* [Fragmento de lectura]
Homilía en el Domingo de Ramos
Castellón y Segorbe, S.I. Concatedral y Catedral, 28 de marzo de 2021
(Is 50,4-7; Sal 21; Filp 2,6-11; Mc 14, 1-15.47)
Comienza la Semana Santa
1. El Domingo de Ramos en la Pasión del Señor comienza la Semana Santa, en la que un año más celebramos los misterios santos de nuestra redención: la pasión, muerte y resurrección del Señor. Son los acontecimientos que santifican y hacen santa esta semana. Una semana que pide de nuestra parte un esfuerzo renovado por vivirla en santidad de vida y con santo fervor.
Dos palabras sintetizan la celebración de este Domingo: el “!Hosanna¡” de la procesión y el “!Crucifícalo¡” de la pasión.

* [Entradas proporcionadas]
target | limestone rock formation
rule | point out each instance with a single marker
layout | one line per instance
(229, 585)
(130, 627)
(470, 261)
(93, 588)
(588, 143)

* [Tarea por realizar]
Según la homilía del Domingo de Ramos, ¿cuáles son los misterios santos de nuestra redención que se celebran en la Semana Santa?

* [La solución]
La pasión, muerte y resurrección del Señor.